ENVIRONMENTAL REMEDIATION
Our group study the fate of both organic and inorganic contaminants as well as microplastics in various types of environmental remediation systems: from contaminated groundwater environments to passive surface water treatment systems such as constructed wetlands, algal ponds, and bioretention cells. Our group is interested in remediation technologies that adhere to the following principles:
- Sustainability:
- Are respectful to the environment under current and future climate scenarios
- Result in an overall decrease of effluent toxicity
- Resource recovery
- Allow for water reuse
- Allow for essential nutrients to return to natural soil
- Attractive for industry
- Cost-effective
- Robust
- Predictable
Check out stories on our microplastics research here, here, and here!
Constructed wetlands
Constructed wetlands can help reduce environmental contamination. However, a better understanding of how contaminants behave in wetland systems is critical to help develop adequate guidelines for the operation, maintenance, and design of constructed wetlands. Some of our research in this field evaluates how to best design wetlands for the elimination of key contaminants: antimicrobial chemical triclosan, herbicide atrazine, several substituted chlorobenzenes (e.g., 2,3-dichloroaniline), and radioactive strontium pollution.
Algae and floating plants
Open-water wetlands and lagoons with no emerging plants can also have water treatment benefits. We have been investigating the role of various algal species as well as floating plant duckweed in the elimination of selected trace organic chemicals. Using series of lab-scale bioreactors constructed with field-collected lagoon water, we are studying the role of various reaction mechanisms on contaminant removal, including adsorption, photodegradation, biodegradation, and algae/plant uptake. We are particularly interested in the relationship between organisms, i.e. algae/microbes and plant/microbes and how these relationships affect contaminant transfer and transformation.

[Dataset content]
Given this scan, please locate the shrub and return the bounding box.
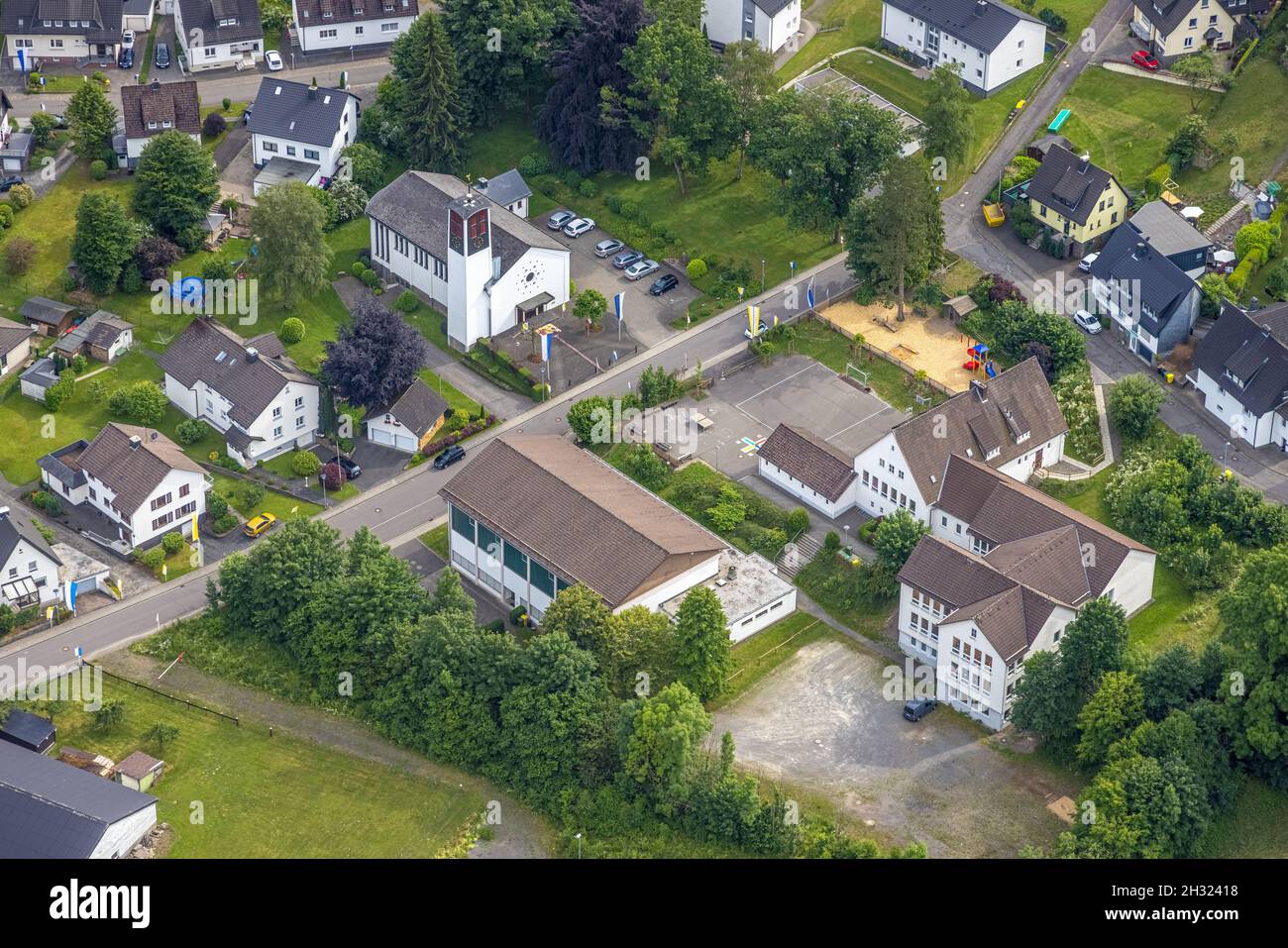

[Tasks to perform]
1: Answer these questions using the environmental remediation text:
(a) Which herbicide is named among the key contaminants in the constructed wetlands research?
(b) Which floating plant is being studied for eliminating trace organic chemicals?
(c) What were the lab-scale bioreactors constructed with?
2: Carry on the environmental remediation text after its final sentence.
The listing has no connection to the environmental remediation text.

[Answers to the exercise]
1:
(a) Atrazine.
(b) Duckweed.
(c) Field-collected lagoon water.

2:
Bioretention cells
Urban green infrastructures such as bioretention cells are designed to collect runoff, reduce water volumes, and eliminate contaminants. Research projects on the topic are looking at the potential for adsorption and desorption of various contaminants such as phosphorus, benzotriazole, and naphthalene on engineered bioretention soil. We are also investigating the effects of freezing and thawing on nutrient dynamics, soil structure, and infiltration rates in bioretention cells. Finally, we also investigate the source, fate and removal of microplastics in bioretention cells. Because microplastic quantification is tedious and time-consuming, we are investigating alternative approaches based on machine learning to accelerate the process and allow for faster advances in microplastic research.
DEVELOPING A BETTER UNDERSTANDING OF CONTAMINANT FATE USING COMPOUND-SPECIFIC ISOTOPE ANALYSIS
At natural abundance, changes in the ratio of heavy vs light stable isotopes can often be used to infer reaction mechanisms and identify the presence of active transformation processes. This technique, termed Compound Specific Isotope Analysis (CSIA) has been employed successfully to track and characterize the fate of several groundwater contaminants in situ. We are developing new methods for some chlorinated aromatic compounds present at contaminated groundwater sites to help distinguish between the contribution of transfer and transformation processes.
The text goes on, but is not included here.